Exercise task: Output nothing but the lines from the line with "reflected light, pick" through the end of the listing below, both ends included.

-- Exercise inputs start --

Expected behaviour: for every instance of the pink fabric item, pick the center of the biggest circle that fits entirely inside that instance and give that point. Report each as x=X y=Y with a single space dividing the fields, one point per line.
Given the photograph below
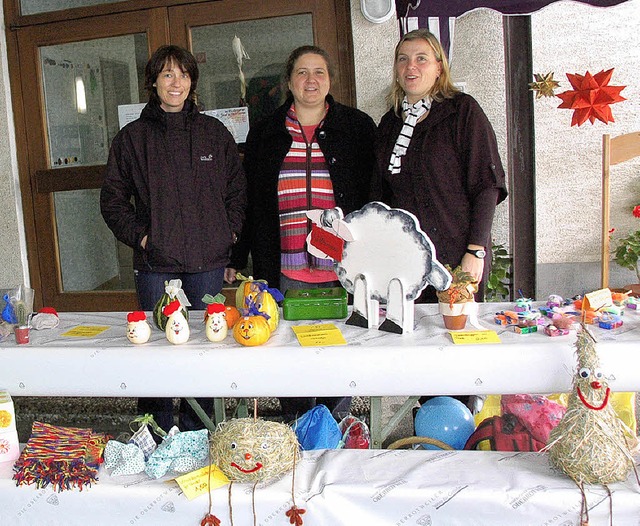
x=536 y=412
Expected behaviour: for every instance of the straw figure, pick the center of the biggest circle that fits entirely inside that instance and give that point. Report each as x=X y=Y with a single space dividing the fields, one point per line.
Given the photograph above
x=256 y=451
x=591 y=444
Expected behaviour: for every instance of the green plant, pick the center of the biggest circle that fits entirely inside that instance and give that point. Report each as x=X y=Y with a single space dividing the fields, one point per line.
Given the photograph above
x=463 y=286
x=627 y=250
x=499 y=280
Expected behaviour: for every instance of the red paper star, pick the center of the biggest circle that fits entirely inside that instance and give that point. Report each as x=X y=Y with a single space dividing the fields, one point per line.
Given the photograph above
x=591 y=97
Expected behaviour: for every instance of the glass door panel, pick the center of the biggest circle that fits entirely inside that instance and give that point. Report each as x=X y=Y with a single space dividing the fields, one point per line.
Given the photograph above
x=84 y=84
x=32 y=7
x=242 y=63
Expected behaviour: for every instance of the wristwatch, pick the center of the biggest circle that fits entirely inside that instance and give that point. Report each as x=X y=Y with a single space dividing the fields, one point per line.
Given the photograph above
x=480 y=254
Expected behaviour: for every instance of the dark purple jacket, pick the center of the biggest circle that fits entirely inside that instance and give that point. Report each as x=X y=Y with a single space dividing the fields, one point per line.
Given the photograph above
x=188 y=187
x=346 y=139
x=451 y=177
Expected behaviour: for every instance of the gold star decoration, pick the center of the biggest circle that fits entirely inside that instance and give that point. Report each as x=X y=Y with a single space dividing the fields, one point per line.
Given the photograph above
x=544 y=85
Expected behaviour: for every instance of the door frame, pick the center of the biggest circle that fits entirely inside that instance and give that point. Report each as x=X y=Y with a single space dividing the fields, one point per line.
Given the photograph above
x=332 y=31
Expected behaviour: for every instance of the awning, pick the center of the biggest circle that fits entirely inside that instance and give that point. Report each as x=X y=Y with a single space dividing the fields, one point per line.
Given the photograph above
x=427 y=8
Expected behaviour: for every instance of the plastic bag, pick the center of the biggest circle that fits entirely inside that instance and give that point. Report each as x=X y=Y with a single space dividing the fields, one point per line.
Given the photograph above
x=317 y=429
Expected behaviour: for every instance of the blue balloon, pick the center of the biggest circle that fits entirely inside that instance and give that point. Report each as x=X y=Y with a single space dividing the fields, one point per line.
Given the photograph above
x=445 y=419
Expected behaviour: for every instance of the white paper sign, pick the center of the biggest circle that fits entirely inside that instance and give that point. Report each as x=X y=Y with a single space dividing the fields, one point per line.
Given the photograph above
x=235 y=119
x=128 y=113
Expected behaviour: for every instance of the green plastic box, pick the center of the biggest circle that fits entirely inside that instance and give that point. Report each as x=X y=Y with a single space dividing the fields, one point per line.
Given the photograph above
x=315 y=304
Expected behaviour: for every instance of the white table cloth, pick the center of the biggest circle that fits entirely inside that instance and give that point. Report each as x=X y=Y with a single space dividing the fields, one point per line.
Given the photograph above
x=345 y=488
x=373 y=363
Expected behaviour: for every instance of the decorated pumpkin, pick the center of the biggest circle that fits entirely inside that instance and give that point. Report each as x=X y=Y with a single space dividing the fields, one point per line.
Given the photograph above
x=173 y=290
x=177 y=328
x=216 y=325
x=252 y=330
x=266 y=303
x=138 y=330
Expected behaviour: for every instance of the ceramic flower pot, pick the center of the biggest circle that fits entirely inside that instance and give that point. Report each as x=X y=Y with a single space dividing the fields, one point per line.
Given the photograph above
x=22 y=335
x=453 y=316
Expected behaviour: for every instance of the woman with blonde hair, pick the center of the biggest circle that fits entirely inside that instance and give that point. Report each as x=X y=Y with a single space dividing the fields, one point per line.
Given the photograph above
x=437 y=157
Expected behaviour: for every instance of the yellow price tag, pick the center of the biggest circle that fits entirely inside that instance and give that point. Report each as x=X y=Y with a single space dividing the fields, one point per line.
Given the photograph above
x=320 y=335
x=475 y=337
x=86 y=331
x=196 y=483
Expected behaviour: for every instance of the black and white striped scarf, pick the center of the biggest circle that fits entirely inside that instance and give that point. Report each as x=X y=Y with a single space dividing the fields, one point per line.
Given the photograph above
x=413 y=113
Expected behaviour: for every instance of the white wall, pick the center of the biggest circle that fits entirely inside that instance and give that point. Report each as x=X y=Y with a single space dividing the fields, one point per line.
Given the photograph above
x=567 y=37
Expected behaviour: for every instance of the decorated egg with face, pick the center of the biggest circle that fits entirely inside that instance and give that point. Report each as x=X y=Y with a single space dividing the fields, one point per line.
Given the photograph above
x=216 y=325
x=138 y=329
x=254 y=450
x=177 y=329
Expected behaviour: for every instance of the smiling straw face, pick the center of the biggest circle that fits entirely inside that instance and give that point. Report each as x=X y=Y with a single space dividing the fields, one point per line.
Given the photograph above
x=250 y=450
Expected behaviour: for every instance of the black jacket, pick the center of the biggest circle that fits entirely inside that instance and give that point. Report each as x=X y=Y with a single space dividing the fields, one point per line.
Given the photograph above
x=346 y=139
x=184 y=174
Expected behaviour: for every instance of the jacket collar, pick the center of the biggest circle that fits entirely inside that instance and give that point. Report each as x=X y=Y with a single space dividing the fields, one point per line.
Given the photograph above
x=153 y=112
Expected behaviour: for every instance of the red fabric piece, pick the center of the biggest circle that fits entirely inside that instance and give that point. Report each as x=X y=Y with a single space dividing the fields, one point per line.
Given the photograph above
x=329 y=243
x=537 y=413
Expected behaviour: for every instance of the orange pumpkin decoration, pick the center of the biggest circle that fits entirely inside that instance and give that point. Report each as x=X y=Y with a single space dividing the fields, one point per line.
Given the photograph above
x=251 y=330
x=233 y=315
x=266 y=303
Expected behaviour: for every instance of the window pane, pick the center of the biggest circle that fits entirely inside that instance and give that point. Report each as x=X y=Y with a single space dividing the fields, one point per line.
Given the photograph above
x=267 y=44
x=31 y=7
x=84 y=82
x=90 y=256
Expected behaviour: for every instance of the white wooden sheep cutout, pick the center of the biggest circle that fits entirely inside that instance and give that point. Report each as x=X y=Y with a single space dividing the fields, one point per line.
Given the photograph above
x=387 y=258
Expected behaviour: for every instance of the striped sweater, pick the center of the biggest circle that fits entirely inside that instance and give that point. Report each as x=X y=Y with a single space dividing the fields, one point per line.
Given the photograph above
x=304 y=184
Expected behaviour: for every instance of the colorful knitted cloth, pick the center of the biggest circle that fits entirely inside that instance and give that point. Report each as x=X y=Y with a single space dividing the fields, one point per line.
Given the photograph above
x=65 y=457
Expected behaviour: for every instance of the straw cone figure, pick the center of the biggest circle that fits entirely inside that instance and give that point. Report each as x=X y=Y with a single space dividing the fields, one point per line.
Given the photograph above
x=256 y=451
x=591 y=444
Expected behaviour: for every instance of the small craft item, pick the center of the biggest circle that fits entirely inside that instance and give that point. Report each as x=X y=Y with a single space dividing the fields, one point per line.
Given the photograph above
x=65 y=457
x=591 y=97
x=255 y=451
x=177 y=328
x=143 y=438
x=315 y=304
x=9 y=445
x=138 y=329
x=591 y=445
x=248 y=288
x=179 y=453
x=267 y=302
x=253 y=329
x=371 y=270
x=172 y=291
x=19 y=306
x=457 y=302
x=317 y=429
x=355 y=433
x=46 y=318
x=544 y=85
x=216 y=325
x=123 y=459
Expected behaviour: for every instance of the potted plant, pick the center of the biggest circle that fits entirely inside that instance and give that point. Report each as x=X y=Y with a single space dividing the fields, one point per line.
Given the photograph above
x=453 y=300
x=22 y=318
x=627 y=252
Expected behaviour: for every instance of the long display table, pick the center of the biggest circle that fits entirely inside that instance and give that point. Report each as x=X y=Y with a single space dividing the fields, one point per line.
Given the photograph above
x=372 y=363
x=344 y=488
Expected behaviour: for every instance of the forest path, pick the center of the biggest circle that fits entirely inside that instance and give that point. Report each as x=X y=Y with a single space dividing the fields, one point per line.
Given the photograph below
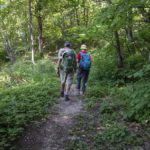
x=54 y=132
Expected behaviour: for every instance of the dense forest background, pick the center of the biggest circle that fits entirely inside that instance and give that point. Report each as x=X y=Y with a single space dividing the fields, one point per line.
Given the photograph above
x=117 y=33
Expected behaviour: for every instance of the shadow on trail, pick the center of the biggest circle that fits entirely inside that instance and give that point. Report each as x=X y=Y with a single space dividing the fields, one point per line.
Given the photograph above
x=53 y=133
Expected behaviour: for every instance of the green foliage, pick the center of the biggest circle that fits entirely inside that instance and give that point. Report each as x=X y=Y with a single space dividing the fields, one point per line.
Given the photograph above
x=27 y=94
x=116 y=134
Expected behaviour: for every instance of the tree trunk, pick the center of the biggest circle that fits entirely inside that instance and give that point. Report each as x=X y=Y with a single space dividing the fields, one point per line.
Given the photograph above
x=30 y=31
x=149 y=57
x=129 y=34
x=118 y=50
x=40 y=27
x=117 y=46
x=8 y=48
x=146 y=15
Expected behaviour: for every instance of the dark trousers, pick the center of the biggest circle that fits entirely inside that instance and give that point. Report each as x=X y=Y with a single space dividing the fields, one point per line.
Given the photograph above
x=82 y=77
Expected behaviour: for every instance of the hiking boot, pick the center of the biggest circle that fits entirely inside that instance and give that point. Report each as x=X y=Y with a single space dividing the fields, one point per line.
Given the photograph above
x=67 y=98
x=62 y=93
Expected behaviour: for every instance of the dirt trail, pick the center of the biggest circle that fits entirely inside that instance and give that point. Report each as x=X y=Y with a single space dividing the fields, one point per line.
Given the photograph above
x=53 y=133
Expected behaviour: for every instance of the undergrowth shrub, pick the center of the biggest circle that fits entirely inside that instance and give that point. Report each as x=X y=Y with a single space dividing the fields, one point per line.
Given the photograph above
x=26 y=97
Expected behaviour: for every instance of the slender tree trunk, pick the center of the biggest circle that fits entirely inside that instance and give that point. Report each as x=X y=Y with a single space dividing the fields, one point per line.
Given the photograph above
x=117 y=46
x=149 y=57
x=146 y=15
x=129 y=34
x=8 y=48
x=77 y=16
x=118 y=50
x=40 y=37
x=40 y=27
x=30 y=31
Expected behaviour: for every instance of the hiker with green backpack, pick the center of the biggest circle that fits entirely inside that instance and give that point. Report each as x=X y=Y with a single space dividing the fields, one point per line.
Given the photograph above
x=66 y=68
x=84 y=65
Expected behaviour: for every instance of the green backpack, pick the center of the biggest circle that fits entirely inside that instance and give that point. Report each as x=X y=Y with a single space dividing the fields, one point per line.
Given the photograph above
x=68 y=63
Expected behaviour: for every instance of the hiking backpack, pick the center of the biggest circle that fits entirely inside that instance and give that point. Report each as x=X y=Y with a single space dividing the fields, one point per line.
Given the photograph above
x=68 y=63
x=85 y=61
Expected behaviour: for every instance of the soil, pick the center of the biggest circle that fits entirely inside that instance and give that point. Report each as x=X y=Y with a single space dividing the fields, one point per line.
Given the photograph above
x=52 y=133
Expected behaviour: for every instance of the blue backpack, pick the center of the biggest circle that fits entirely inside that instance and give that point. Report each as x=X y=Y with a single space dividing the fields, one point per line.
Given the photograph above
x=85 y=61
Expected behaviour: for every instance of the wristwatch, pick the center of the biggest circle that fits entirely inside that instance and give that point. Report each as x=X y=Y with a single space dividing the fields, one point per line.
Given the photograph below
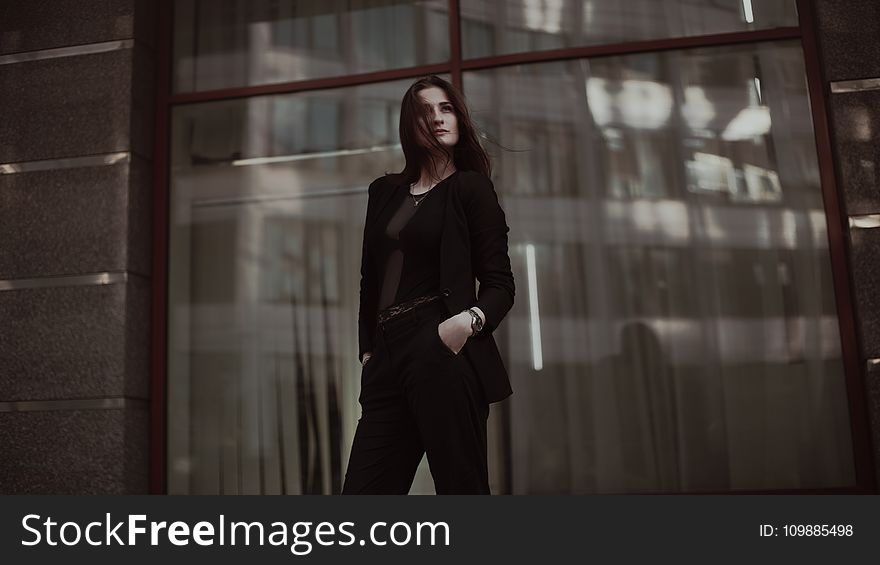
x=476 y=321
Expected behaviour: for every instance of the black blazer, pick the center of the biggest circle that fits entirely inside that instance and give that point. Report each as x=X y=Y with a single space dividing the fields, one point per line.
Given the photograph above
x=473 y=247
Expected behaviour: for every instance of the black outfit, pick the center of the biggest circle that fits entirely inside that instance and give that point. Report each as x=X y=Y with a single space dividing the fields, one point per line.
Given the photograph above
x=417 y=395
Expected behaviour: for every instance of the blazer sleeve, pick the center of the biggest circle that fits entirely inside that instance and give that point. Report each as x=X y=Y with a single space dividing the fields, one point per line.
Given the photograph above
x=368 y=290
x=489 y=255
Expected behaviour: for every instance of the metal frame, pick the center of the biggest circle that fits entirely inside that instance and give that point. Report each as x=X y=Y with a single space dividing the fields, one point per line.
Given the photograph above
x=805 y=31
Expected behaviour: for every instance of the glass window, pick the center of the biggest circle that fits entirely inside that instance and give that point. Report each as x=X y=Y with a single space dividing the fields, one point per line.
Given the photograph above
x=675 y=318
x=234 y=43
x=500 y=27
x=268 y=198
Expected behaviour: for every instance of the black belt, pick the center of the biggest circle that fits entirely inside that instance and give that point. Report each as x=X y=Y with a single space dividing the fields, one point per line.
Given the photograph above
x=397 y=310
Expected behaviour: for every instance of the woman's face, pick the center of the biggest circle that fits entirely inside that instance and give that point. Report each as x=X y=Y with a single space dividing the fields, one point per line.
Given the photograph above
x=442 y=120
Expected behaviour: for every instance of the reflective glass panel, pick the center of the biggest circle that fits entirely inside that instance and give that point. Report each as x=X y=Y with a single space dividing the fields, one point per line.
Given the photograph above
x=675 y=326
x=234 y=43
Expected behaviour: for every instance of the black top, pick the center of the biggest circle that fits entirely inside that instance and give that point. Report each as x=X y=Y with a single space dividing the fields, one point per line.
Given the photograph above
x=408 y=249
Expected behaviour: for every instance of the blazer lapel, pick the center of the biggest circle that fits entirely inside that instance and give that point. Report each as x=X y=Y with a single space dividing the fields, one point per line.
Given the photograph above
x=385 y=196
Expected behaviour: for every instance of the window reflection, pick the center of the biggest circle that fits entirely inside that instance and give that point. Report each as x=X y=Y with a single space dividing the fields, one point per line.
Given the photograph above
x=232 y=43
x=669 y=205
x=499 y=27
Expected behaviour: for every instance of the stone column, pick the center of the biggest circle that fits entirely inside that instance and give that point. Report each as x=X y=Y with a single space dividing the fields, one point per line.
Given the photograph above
x=77 y=103
x=849 y=44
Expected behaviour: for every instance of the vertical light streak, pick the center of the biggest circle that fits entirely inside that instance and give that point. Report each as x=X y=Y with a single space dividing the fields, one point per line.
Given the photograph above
x=534 y=315
x=747 y=11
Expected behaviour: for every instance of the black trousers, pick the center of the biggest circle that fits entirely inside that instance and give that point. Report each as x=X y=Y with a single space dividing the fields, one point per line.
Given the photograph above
x=418 y=397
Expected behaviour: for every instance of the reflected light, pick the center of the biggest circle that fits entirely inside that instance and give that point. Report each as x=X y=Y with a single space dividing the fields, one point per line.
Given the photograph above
x=543 y=15
x=599 y=101
x=750 y=122
x=645 y=104
x=868 y=221
x=697 y=110
x=534 y=315
x=747 y=11
x=317 y=155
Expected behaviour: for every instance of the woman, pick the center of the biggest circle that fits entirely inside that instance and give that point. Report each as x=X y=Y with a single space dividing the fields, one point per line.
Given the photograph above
x=430 y=364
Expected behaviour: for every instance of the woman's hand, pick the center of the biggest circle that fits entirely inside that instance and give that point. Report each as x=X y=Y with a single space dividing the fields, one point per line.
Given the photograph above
x=454 y=331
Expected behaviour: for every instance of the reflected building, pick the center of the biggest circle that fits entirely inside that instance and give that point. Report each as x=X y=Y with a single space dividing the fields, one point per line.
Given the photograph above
x=689 y=315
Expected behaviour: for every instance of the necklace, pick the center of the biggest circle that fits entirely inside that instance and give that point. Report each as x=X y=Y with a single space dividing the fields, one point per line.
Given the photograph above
x=417 y=198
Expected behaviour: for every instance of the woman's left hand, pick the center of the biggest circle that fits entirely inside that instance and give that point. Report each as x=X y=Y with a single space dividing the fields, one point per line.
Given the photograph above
x=454 y=331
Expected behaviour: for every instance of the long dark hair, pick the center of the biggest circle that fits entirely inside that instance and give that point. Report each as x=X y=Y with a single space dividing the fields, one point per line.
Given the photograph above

-- Exercise inputs end --

Task response:
Expected behaviour: for every instance of the reflected light, pick the center of the biggest circle that fits entirely inside that instance and give that point. Report each as x=X y=Y with a single space dividing the fields, one point per line.
Given the photograph above
x=543 y=15
x=599 y=101
x=750 y=122
x=645 y=104
x=868 y=221
x=697 y=110
x=534 y=315
x=747 y=11
x=317 y=155
Expected behaviour: for every instance of the woman, pick the center of the biggest circle that fits entirely inside that instance and give that point. Report each as x=X y=Y with a single space dividing the fields, one point per line.
Given the photograph above
x=430 y=364
Expected behaviour: for every instance of the woman's hand, pick the center of the biggest circle that fits entirely inside that instance and give that point. Report each as x=X y=Y with a single space dividing the fields, one point per line.
Given the photograph above
x=454 y=331
Expected behaviour: for every instance of the reflected building, pick the center of the biggest circle that fits entirely inside that instance and give that point. Report each as x=X y=Y with a single space dividing the fields, one point per line.
Given the photograph above
x=689 y=315
Expected behaviour: for every instance of the necklace, pick the center of the biggest circle that fits entirely inside that instance and give that point. Report each as x=X y=Y with a single space dividing the fields, one point per line.
Given the photograph above
x=417 y=198
Expected behaviour: for every instance of the woman's left hand, pick the center of the biggest circle that fits entirely inside that instance and give that point. Report each as x=X y=Y with a single space dividing the fields, one point per line.
Given the photograph above
x=454 y=331
Expected behaviour: for every instance of the long dark hair, pick the center of the biggest circle that fits entirely inside that instance and give that point. Report each as x=X y=Y with a single space dividing the fields, one point per line.
Given the photograph above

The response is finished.